_PROBLEM REQUIREMENTS:_
Could you rewrite every entry with "one point per instance" swapped for "a single point for each instance" and nothing else changed?

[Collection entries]
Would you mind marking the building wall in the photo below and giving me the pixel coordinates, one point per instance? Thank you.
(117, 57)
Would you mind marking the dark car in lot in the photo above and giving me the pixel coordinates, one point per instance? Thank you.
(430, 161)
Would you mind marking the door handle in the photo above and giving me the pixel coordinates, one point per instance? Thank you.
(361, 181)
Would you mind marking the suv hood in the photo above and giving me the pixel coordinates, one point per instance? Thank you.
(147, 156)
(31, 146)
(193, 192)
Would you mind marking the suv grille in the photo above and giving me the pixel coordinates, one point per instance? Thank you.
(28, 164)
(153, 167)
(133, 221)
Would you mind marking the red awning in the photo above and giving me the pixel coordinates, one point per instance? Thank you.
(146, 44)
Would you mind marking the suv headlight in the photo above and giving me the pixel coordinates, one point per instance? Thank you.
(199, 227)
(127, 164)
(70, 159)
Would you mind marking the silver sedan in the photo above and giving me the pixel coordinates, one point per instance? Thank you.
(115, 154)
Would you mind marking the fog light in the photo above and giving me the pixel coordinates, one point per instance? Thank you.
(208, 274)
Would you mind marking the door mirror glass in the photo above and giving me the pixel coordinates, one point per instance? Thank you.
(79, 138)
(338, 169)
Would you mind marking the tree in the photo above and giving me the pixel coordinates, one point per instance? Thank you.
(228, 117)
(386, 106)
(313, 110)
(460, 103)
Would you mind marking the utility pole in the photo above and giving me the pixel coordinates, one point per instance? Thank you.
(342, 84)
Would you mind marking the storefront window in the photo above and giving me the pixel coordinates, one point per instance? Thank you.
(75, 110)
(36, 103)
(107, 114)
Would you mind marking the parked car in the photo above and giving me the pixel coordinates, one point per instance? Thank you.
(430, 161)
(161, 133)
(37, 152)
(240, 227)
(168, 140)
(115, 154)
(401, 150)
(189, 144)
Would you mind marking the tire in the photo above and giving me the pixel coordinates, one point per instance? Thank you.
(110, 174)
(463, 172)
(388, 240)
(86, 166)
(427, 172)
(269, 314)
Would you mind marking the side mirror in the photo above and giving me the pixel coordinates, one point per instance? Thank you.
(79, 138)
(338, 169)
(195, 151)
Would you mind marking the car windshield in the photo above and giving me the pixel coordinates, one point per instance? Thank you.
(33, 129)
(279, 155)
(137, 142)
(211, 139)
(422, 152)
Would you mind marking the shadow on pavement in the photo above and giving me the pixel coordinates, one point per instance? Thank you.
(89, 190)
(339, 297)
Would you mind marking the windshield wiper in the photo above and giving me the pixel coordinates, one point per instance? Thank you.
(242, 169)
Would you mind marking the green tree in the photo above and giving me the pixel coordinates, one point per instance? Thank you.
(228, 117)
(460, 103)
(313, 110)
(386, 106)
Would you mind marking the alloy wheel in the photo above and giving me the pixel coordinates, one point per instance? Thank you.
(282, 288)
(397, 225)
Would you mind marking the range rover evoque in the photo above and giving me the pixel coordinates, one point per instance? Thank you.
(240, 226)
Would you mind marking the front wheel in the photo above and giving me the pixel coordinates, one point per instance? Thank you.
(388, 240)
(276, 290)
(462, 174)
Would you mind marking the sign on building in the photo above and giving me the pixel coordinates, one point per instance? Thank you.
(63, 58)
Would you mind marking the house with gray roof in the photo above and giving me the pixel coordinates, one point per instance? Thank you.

_FULL OUTPUT:_
Would you mind marking the building wall in the photo below and giving me the pixel coordinates, a single point for each instance? Thank you.
(117, 57)
Would you mind marking the dark car in lot in the photo above and giving me the pixel coordinates, a single point for each instance? Thank you.
(430, 161)
Would you mind marking the door handle in the photo above and giving me the pixel coordinates, a single point for each instance? Thank you.
(361, 181)
Would you mind marking the suv hood in the photo above and giving me the pixel coordinates, a single point for each instance? Thank you.
(147, 156)
(31, 146)
(193, 192)
Would you mind marking the suv grille in the photo above and giving me the pixel coordinates, a single point for each instance? Thank you.
(28, 164)
(153, 167)
(133, 221)
Would you mind marking the red awning in the photo above and giving me the pixel coordinates, a single point for each instance? Thank you.
(146, 44)
Would you mind marking the suv headlight in the photo above and giving me the pixel coordinates, a single point for each instance? Thank you.
(199, 227)
(127, 164)
(70, 159)
Would you mind marking the silver sedan in the photo above and giving me the pixel coordinates, a single point for each instance? Thank you.
(115, 154)
Would you mind marking the fog light in the photo above and giving me the pixel coordinates, a single point for each instance? Thank you.
(208, 274)
Would you mind marking the door mirror glass in the photo above and giving me the pixel coordinates, a single point for each instance? Thank you.
(79, 138)
(338, 169)
Would you mind marking the tree in the photo above and giving me the pixel coordinates, a single point for each instance? Thank you.
(228, 117)
(386, 106)
(313, 110)
(460, 103)
Would you mind marking the utility pole in the photo above and giving me the pixel coordinates, a single point for each instance? Thank you.
(342, 84)
Would you mind marking the storefront window in the photo above and giving me the pixel coordinates, a single point for each instance? Thank you.
(75, 110)
(36, 103)
(107, 114)
Would you mind marking the parked car in the photo above and giving me the pixel coordinates, a single point for each instance? Thank you.
(430, 161)
(161, 133)
(37, 152)
(240, 227)
(168, 140)
(115, 154)
(401, 150)
(189, 144)
Would you mind marking the tire in the photo above and giving me the pixel coordinates, a single point for each instance? Thank you.
(110, 174)
(463, 172)
(388, 240)
(86, 166)
(427, 172)
(269, 314)
Would you mind marking the side mirror in the photo above and giving me the pixel coordinates, a single point for each instance? Thank you.
(79, 138)
(338, 169)
(195, 151)
Would you mind marking the car windshield in the photo above and giving me the pixel coordinates, a single point for each instance? Thank you.
(33, 129)
(279, 155)
(137, 142)
(211, 139)
(422, 152)
Would you mind marking the shadow on pavement in the photo above and giving me the pixel coordinates, a single point for each instance? Thank you.
(89, 190)
(339, 297)
Would you mind marking the windshield wiper in the photo above and giving me the pixel coordinates, a single point for each instance? Thank you.
(242, 169)
Would you mind marking the green tree in the photo above and giving me the pixel coordinates, a single point for each instance? Thank you.
(228, 117)
(460, 103)
(313, 110)
(386, 106)
Would you mind marking the alloy wheel in the photo above and giving me the pixel coordinates, a single point for each instance? Thank you.
(282, 288)
(397, 225)
Would you mind marking the range rover evoque in the photo above and giving me the pixel coordinates, a single point for each instance? Thank you.
(240, 226)
Would you mind marking the front wheel in the photo above and giving me the pixel coordinates, a single point for each instance? Thank you.
(388, 240)
(276, 290)
(462, 174)
Would you mind marking the sign on building in the photo above and giving me the pixel coordinates, a single point for each instance? Thank you.
(63, 58)
Would you mind marking the house with gray roof in the photo above and giving me the pixel coordinates, a single point for each instance? Thank you.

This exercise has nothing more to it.